§ ENUNCIADO DA TAREFA
Reproduza o trecho da notícia sobre o novo Fórum de Irati de "Prefeitura de Irati" a "na Câmara Municipal.", renomeando "Câmara Municipal" para "Casa Legislativa".

Prefeitura de Irati cogita possibilidade de doar uma parte do terreno para construção do novo Fórum da Comarca. Audiência será na quarta-feira, às 19 h, na Câmara Municipal/Texto de Karin Franco, com reportagem de Paulo Sava
Uma audiência pública discutirá a possibilidade de doação de parte do terreno do Centro Cultural Denise Stoklos para o Tribunal de Justiça do Paraná (TJ-PR) para construção do novo Fórum da Comarca de Irati. O evento está marcado para quarta-feira (08), às 19 h, na Câmara Municipal.
Atualmente, os atendimentos do fórum são realizados em dois endereços, sendo um no bairro Rio Bonito e outro na rua 19 de Dezembro. A intenção é unificar os dois locais em um novo prédio. No entanto, a prefeitura ainda não encontrou um novo local. Dois terrenos já foram sugeridos: um próximo à obra do ginásio de esportes, na Avenida Perimetral João Stoklos, e outro ao lado do Fórum Eleitoral. Ambos foram rejeitados.

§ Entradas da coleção
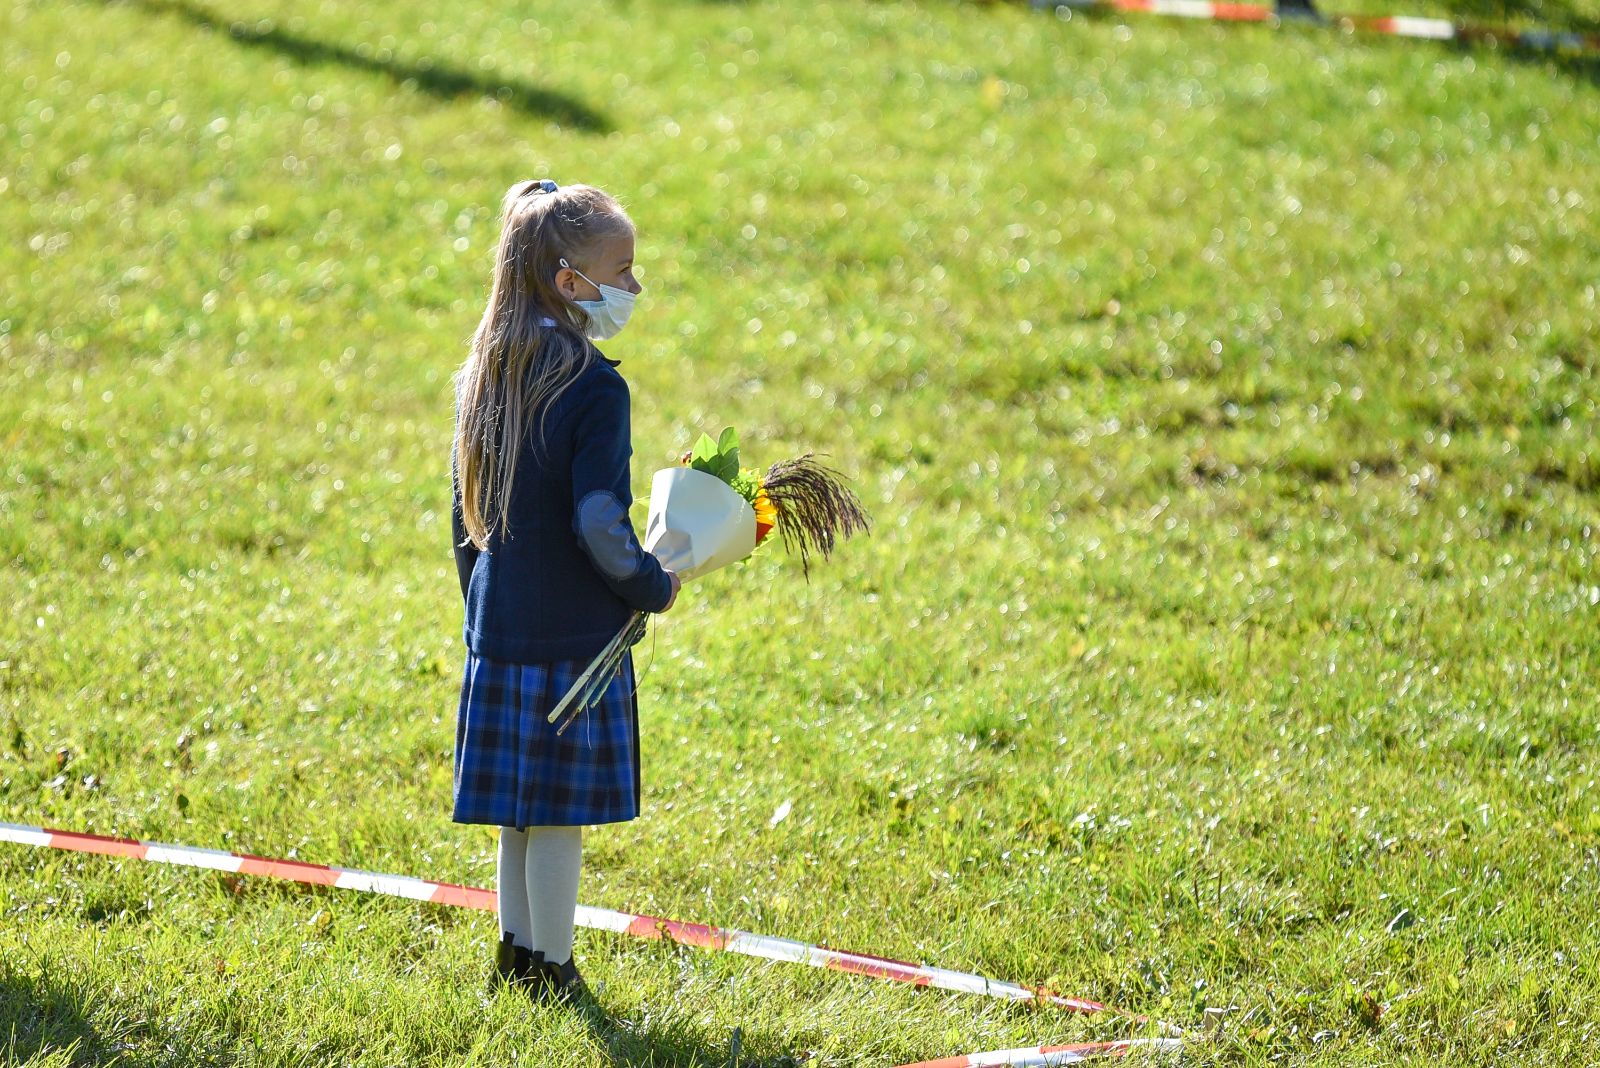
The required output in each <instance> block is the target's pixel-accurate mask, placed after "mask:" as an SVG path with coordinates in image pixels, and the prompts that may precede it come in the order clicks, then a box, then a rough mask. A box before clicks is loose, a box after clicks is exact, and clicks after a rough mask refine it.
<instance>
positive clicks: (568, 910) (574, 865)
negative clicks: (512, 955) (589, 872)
mask: <svg viewBox="0 0 1600 1068" xmlns="http://www.w3.org/2000/svg"><path fill="white" fill-rule="evenodd" d="M582 859H584V828H581V827H528V828H523V830H517V828H515V827H502V828H501V843H499V860H498V868H499V873H498V878H499V918H501V937H504V935H507V934H509V935H510V937H512V942H515V943H517V945H523V946H528V948H530V950H539V951H542V953H544V959H546V961H555V962H557V964H565V962H566V961H570V959H571V958H573V916H574V915H576V911H578V870H579V867H581V865H582Z"/></svg>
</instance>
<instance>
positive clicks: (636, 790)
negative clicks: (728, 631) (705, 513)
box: [451, 179, 678, 998]
mask: <svg viewBox="0 0 1600 1068" xmlns="http://www.w3.org/2000/svg"><path fill="white" fill-rule="evenodd" d="M638 293H640V286H638V281H635V278H634V224H632V221H630V219H629V217H627V214H626V213H624V211H622V206H621V205H618V203H616V200H613V198H611V197H608V195H606V193H603V192H600V190H598V189H592V187H589V185H566V187H557V184H555V182H552V181H547V179H544V181H528V182H518V184H517V185H512V187H510V190H507V193H506V200H504V214H502V222H501V240H499V251H498V253H496V257H494V277H493V285H491V289H490V299H488V307H486V309H485V310H483V320H482V323H480V325H478V329H477V333H475V334H474V337H472V350H470V355H469V357H467V360H466V363H464V365H462V368H461V371H459V373H458V374H456V441H454V452H453V457H451V483H453V491H454V492H453V497H454V507H453V524H451V526H453V531H454V545H456V571H458V576H459V579H461V595H462V598H464V600H466V628H464V635H466V643H467V657H466V670H464V676H462V683H461V705H459V710H458V715H456V758H454V814H453V819H454V820H456V822H458V823H488V825H493V827H498V828H499V859H498V887H499V924H501V942H499V953H498V959H496V974H498V975H499V977H501V978H504V980H507V982H512V983H517V985H518V986H523V988H526V990H528V991H530V993H533V994H536V996H541V998H542V996H549V994H558V996H570V994H571V993H574V990H576V985H578V983H579V982H581V980H579V975H578V967H576V966H574V962H573V916H574V911H576V907H578V871H579V863H581V857H582V828H584V825H589V823H614V822H621V820H630V819H634V817H635V815H638V793H640V785H638V705H637V702H635V697H634V665H632V660H630V659H629V660H626V662H624V665H622V671H621V673H619V675H618V676H616V678H614V679H611V684H610V686H608V689H606V692H605V697H603V699H602V702H600V703H598V705H597V707H595V708H594V710H590V711H589V713H586V716H587V723H586V724H581V726H582V729H576V731H570V732H568V734H565V735H560V737H558V735H557V734H555V727H554V726H552V724H549V723H546V715H547V713H549V710H550V708H554V707H555V703H557V702H560V699H562V695H563V694H566V691H568V689H570V687H571V684H573V683H574V681H576V679H578V676H579V675H581V673H582V670H584V667H586V665H587V664H589V660H592V659H594V657H595V654H598V652H600V649H602V648H603V646H605V644H606V643H608V641H610V640H611V636H613V635H616V633H618V630H621V628H622V625H624V622H626V620H627V617H629V614H630V612H634V611H646V612H664V611H667V609H669V608H672V603H674V601H675V600H677V593H678V579H677V576H675V574H672V572H670V571H666V569H662V566H661V564H659V563H658V561H656V558H654V556H651V555H650V553H646V552H645V550H643V548H640V545H638V539H637V537H635V536H634V528H632V524H630V523H629V518H627V508H629V505H630V504H632V494H630V492H629V456H630V454H632V446H630V443H629V393H627V384H626V382H624V381H622V376H621V374H619V373H618V371H616V365H618V361H614V360H608V358H606V357H603V355H602V353H600V350H598V349H595V347H594V344H592V341H590V339H597V341H600V339H606V337H611V336H614V334H616V333H618V331H621V329H622V326H624V325H626V323H627V317H629V312H630V310H632V307H634V297H635V296H638Z"/></svg>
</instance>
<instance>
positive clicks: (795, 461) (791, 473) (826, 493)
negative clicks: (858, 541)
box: [762, 452, 870, 580]
mask: <svg viewBox="0 0 1600 1068" xmlns="http://www.w3.org/2000/svg"><path fill="white" fill-rule="evenodd" d="M762 484H763V488H765V489H766V497H768V499H770V500H771V502H773V507H774V508H776V510H778V523H776V526H778V532H779V534H782V537H784V547H786V548H789V552H794V553H798V555H800V571H802V574H805V577H806V579H808V580H810V577H811V571H810V566H808V561H810V555H811V553H813V552H816V553H822V558H824V560H827V556H829V553H832V552H834V544H835V542H837V540H838V539H843V537H850V536H851V534H859V532H866V531H867V529H870V526H869V520H867V513H866V510H864V508H862V507H861V500H858V499H856V494H853V492H851V491H850V489H848V488H846V486H845V476H843V475H840V473H838V472H835V470H832V468H829V467H824V465H821V464H818V462H816V459H813V454H811V452H806V454H805V456H802V457H798V459H794V460H779V462H778V464H773V465H771V468H768V472H766V478H765V480H763V483H762Z"/></svg>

§ SUA RESPOSTA
Prefeitura de Irati cogita possibilidade de doar uma parte do terreno para construção do novo Fórum da Comarca. Audiência será na quarta-feira, às 19 h, na Casa Legislativa/Texto de Karin Franco, com reportagem de Paulo Sava
Uma audiência pública discutirá a possibilidade de doação de parte do terreno do Centro Cultural Denise Stoklos para o Tribunal de Justiça do Paraná (TJ-PR) para construção do novo Fórum da Comarca de Irati. O evento está marcado para quarta-feira (08), às 19 h, na Casa Legislativa.